* Description of the task
The task calls for each record to be given again unchanged, minus any pictures.

* Dataset entries
"""
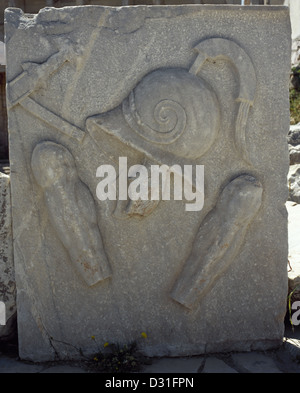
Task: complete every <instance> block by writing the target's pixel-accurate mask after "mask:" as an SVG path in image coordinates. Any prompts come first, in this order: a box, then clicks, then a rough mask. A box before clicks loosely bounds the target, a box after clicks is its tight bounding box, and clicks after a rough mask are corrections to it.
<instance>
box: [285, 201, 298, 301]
mask: <svg viewBox="0 0 300 393" xmlns="http://www.w3.org/2000/svg"><path fill="white" fill-rule="evenodd" d="M286 205H287V210H288V232H289V265H290V269H289V272H288V278H289V294H290V293H291V292H293V295H292V297H291V302H294V301H299V300H300V226H299V222H300V205H299V204H296V203H294V202H290V201H288V202H287V203H286Z"/></svg>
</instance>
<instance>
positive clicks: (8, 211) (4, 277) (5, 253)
mask: <svg viewBox="0 0 300 393" xmlns="http://www.w3.org/2000/svg"><path fill="white" fill-rule="evenodd" d="M0 214H1V215H0V217H1V219H0V301H1V302H3V303H4V305H5V320H6V324H5V325H0V342H1V341H7V340H10V339H12V337H13V336H14V335H15V334H16V312H17V305H16V284H15V272H14V264H13V239H12V221H11V203H10V177H9V176H8V175H6V174H4V173H1V172H0Z"/></svg>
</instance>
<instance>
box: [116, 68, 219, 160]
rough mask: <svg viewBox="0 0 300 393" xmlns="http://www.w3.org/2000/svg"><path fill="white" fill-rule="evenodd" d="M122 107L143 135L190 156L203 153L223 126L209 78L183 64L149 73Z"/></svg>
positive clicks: (128, 98)
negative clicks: (204, 78) (200, 74)
mask: <svg viewBox="0 0 300 393" xmlns="http://www.w3.org/2000/svg"><path fill="white" fill-rule="evenodd" d="M122 111H123V115H124V118H125V120H126V122H127V124H128V125H129V126H130V127H131V128H132V130H133V131H134V132H135V133H137V134H138V135H139V136H141V137H142V138H144V139H146V140H147V141H149V142H151V143H155V144H158V145H164V146H163V147H161V148H162V149H163V150H166V151H168V152H170V153H173V154H175V155H179V156H183V157H187V158H196V157H199V156H201V155H203V154H204V153H205V152H206V151H207V150H208V149H209V148H210V147H211V145H212V143H213V142H214V140H215V138H216V136H217V133H218V130H219V126H220V109H219V104H218V100H217V97H216V95H215V93H214V92H213V91H212V89H211V88H210V86H209V85H208V84H207V83H206V82H204V81H203V80H201V79H199V78H197V77H195V76H194V75H192V74H190V73H189V72H188V71H187V70H185V69H180V68H177V69H158V70H156V71H153V72H151V73H150V74H148V75H146V76H145V77H144V78H143V79H142V80H141V82H140V83H139V84H138V85H137V86H136V87H135V88H134V89H133V90H132V91H131V93H130V94H129V96H128V97H127V98H126V99H125V100H124V101H123V103H122Z"/></svg>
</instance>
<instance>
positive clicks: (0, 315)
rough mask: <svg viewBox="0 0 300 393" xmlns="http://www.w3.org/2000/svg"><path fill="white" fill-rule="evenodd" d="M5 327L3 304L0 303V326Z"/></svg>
mask: <svg viewBox="0 0 300 393" xmlns="http://www.w3.org/2000/svg"><path fill="white" fill-rule="evenodd" d="M1 325H6V312H5V303H4V302H1V301H0V326H1Z"/></svg>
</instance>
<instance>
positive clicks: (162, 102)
mask: <svg viewBox="0 0 300 393" xmlns="http://www.w3.org/2000/svg"><path fill="white" fill-rule="evenodd" d="M194 50H195V52H196V53H197V58H196V60H195V61H194V63H193V64H192V66H191V68H190V69H189V70H187V69H184V68H159V69H157V70H154V71H152V72H150V73H149V74H147V75H145V76H144V77H143V78H142V79H141V81H140V82H139V83H138V84H137V85H136V86H135V87H134V88H133V89H132V90H131V92H130V93H129V95H128V97H126V98H125V99H124V100H123V102H122V104H121V105H119V106H118V107H117V108H115V109H113V110H112V111H110V112H107V113H104V114H100V115H98V116H94V117H92V118H89V119H87V130H88V131H89V133H90V134H91V136H92V137H93V138H94V139H95V140H96V141H97V139H99V137H98V133H99V131H100V130H101V131H104V132H106V133H108V134H110V135H113V136H115V137H117V138H118V139H120V140H121V141H122V142H124V143H125V144H127V145H130V146H132V147H134V148H136V149H137V150H139V151H142V152H144V153H146V154H147V153H149V154H150V155H151V156H152V157H155V156H156V152H159V151H163V152H164V154H166V153H169V155H170V156H172V155H176V156H180V157H183V158H187V159H195V158H198V157H201V156H203V155H204V154H205V153H206V152H207V151H208V150H209V149H210V148H211V146H212V145H213V143H214V141H215V139H216V137H217V135H218V131H219V128H220V123H221V108H220V104H219V101H218V99H217V96H216V94H215V92H214V91H213V89H212V87H211V86H210V85H209V84H208V82H207V81H205V80H204V79H202V78H201V77H199V73H200V71H201V69H202V66H203V64H204V63H205V62H206V61H207V60H209V59H217V58H221V59H224V58H225V59H227V60H228V61H229V62H230V64H231V66H232V68H233V70H235V71H237V74H238V76H239V80H240V86H239V88H240V89H239V97H237V100H236V101H237V102H238V103H239V111H238V116H237V119H236V131H235V141H234V142H235V146H236V148H237V151H239V152H241V154H242V156H243V159H245V160H247V152H246V143H245V129H246V123H247V118H248V112H249V108H250V106H252V105H253V99H254V93H255V86H256V77H255V72H254V68H253V65H252V63H251V60H250V58H249V56H248V55H247V54H246V53H245V51H244V50H243V49H242V48H241V47H240V46H239V45H237V44H236V43H234V42H232V41H230V40H227V39H222V38H212V39H207V40H204V41H202V42H201V43H200V44H198V45H197V46H196V47H195V48H194ZM242 75H243V77H241V76H242ZM158 156H159V154H158Z"/></svg>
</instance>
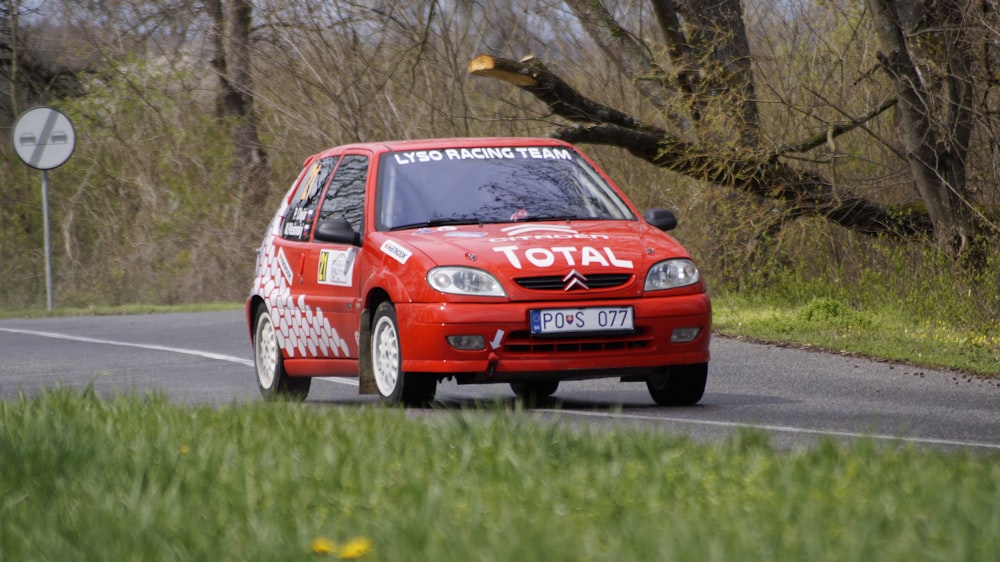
"""
* Output
Task: complete every <instance> block by writing the target's pixel-accurate mask after "mask:" as an SVG path in image coordinates. Any prompts come first, in this order: a box, then clicks, then a rough mask. A box before clicks loosely bounds the target, a box after clicks is its tight bounding box, and clicks after a rough mask are corrections to it.
<instance>
box: [285, 201, 298, 301]
mask: <svg viewBox="0 0 300 393" xmlns="http://www.w3.org/2000/svg"><path fill="white" fill-rule="evenodd" d="M286 205H287V210H288V232H289V265H290V269H289V272H288V278H289V294H290V293H291V292H293V295H292V297H291V302H294V301H299V300H300V226H299V222H300V205H299V204H296V203H294V202H290V201H288V202H287V203H286Z"/></svg>
</instance>
<instance>
positive clicks: (8, 211) (4, 277) (5, 253)
mask: <svg viewBox="0 0 300 393" xmlns="http://www.w3.org/2000/svg"><path fill="white" fill-rule="evenodd" d="M0 214H1V215H0V217H1V219H0V301H1V302H3V303H4V305H5V320H6V324H5V325H0V342H1V341H7V340H10V339H12V337H13V336H14V335H15V334H16V312H17V305H16V284H15V272H14V264H13V239H12V221H11V203H10V177H9V176H8V175H6V174H4V173H1V172H0Z"/></svg>
</instance>
<instance>
box: [116, 68, 219, 160]
rough mask: <svg viewBox="0 0 300 393" xmlns="http://www.w3.org/2000/svg"><path fill="white" fill-rule="evenodd" d="M122 107L143 135L190 156L203 153L223 126L209 78L183 64L149 73Z"/></svg>
positive clicks: (128, 98)
negative clicks: (204, 78) (200, 74)
mask: <svg viewBox="0 0 300 393" xmlns="http://www.w3.org/2000/svg"><path fill="white" fill-rule="evenodd" d="M122 111H123V115H124V118H125V120H126V122H127V124H128V125H129V126H130V127H131V128H132V130H133V131H134V132H135V133H137V134H138V135H139V136H141V137H142V138H144V139H146V140H147V141H149V142H151V143H155V144H158V145H164V146H163V147H161V148H162V149H163V150H166V151H168V152H170V153H173V154H175V155H179V156H183V157H187V158H196V157H199V156H201V155H203V154H204V153H205V152H206V151H207V150H208V149H209V148H210V147H211V145H212V143H213V142H214V140H215V138H216V136H217V133H218V130H219V126H220V109H219V104H218V100H217V97H216V95H215V93H214V92H213V91H212V89H211V88H210V86H209V85H208V84H207V83H206V82H204V81H203V80H201V79H199V78H197V77H195V76H194V75H192V74H190V73H189V72H188V71H187V70H185V69H180V68H177V69H158V70H156V71H153V72H151V73H150V74H148V75H146V76H145V77H144V78H143V79H142V80H141V82H140V83H139V84H138V85H137V86H136V87H135V88H134V89H133V90H132V91H131V93H130V94H129V96H128V97H127V98H126V99H125V100H124V101H123V103H122Z"/></svg>
</instance>
<instance>
positive clicks: (0, 315)
rough mask: <svg viewBox="0 0 300 393" xmlns="http://www.w3.org/2000/svg"><path fill="white" fill-rule="evenodd" d="M5 327L3 304L0 303V326Z"/></svg>
mask: <svg viewBox="0 0 300 393" xmlns="http://www.w3.org/2000/svg"><path fill="white" fill-rule="evenodd" d="M1 325H6V312H5V303H4V302H1V301H0V326H1Z"/></svg>
</instance>
<instance>
positive clicks: (162, 102)
mask: <svg viewBox="0 0 300 393" xmlns="http://www.w3.org/2000/svg"><path fill="white" fill-rule="evenodd" d="M194 50H195V52H196V53H197V58H196V60H195V61H194V63H193V64H192V66H191V68H190V69H189V70H187V69H184V68H159V69H157V70H154V71H152V72H150V73H149V74H147V75H145V76H144V77H143V78H142V79H141V81H140V82H139V83H138V84H137V85H136V86H135V87H134V88H133V89H132V90H131V92H130V93H129V95H128V97H126V98H125V99H124V100H123V102H122V104H121V105H119V106H118V107H117V108H115V109H113V110H112V111H110V112H107V113H104V114H100V115H98V116H94V117H92V118H89V119H87V130H88V131H89V133H90V134H91V136H92V137H93V138H94V139H95V140H96V141H97V139H99V137H98V133H99V131H100V130H101V131H104V132H106V133H108V134H110V135H113V136H115V137H117V138H118V139H120V140H121V141H122V142H124V143H125V144H127V145H130V146H132V147H134V148H136V149H137V150H139V151H142V152H144V153H146V154H147V153H149V154H150V155H151V156H152V157H155V156H156V152H159V151H163V152H164V154H166V153H169V155H170V156H172V155H176V156H180V157H183V158H187V159H195V158H198V157H201V156H203V155H204V154H205V153H206V152H207V151H208V150H209V149H210V148H211V146H212V145H213V143H214V141H215V139H216V137H217V135H218V131H219V128H220V123H221V108H220V104H219V101H218V99H217V96H216V94H215V92H214V91H213V89H212V87H211V86H210V85H209V84H208V82H207V81H205V80H204V79H202V78H201V77H199V73H200V71H201V69H202V66H203V64H204V63H205V62H206V61H207V60H209V59H217V58H221V59H224V58H225V59H227V60H228V61H229V62H230V64H231V66H232V68H233V70H235V71H237V74H238V76H239V80H240V86H239V88H240V89H239V97H237V100H236V101H237V102H238V103H239V111H238V116H237V119H236V131H235V141H234V142H235V146H236V148H237V151H239V152H241V154H242V156H243V159H245V160H247V152H246V143H245V129H246V123H247V118H248V112H249V108H250V106H252V105H253V99H254V93H255V86H256V77H255V72H254V68H253V65H252V63H251V60H250V58H249V56H248V55H247V54H246V53H245V51H244V50H243V49H242V48H241V47H240V46H239V45H237V44H236V43H234V42H232V41H230V40H227V39H222V38H212V39H207V40H204V41H202V42H201V43H200V44H198V45H197V46H196V47H195V48H194ZM242 75H243V77H241V76H242ZM158 156H159V154H158Z"/></svg>
</instance>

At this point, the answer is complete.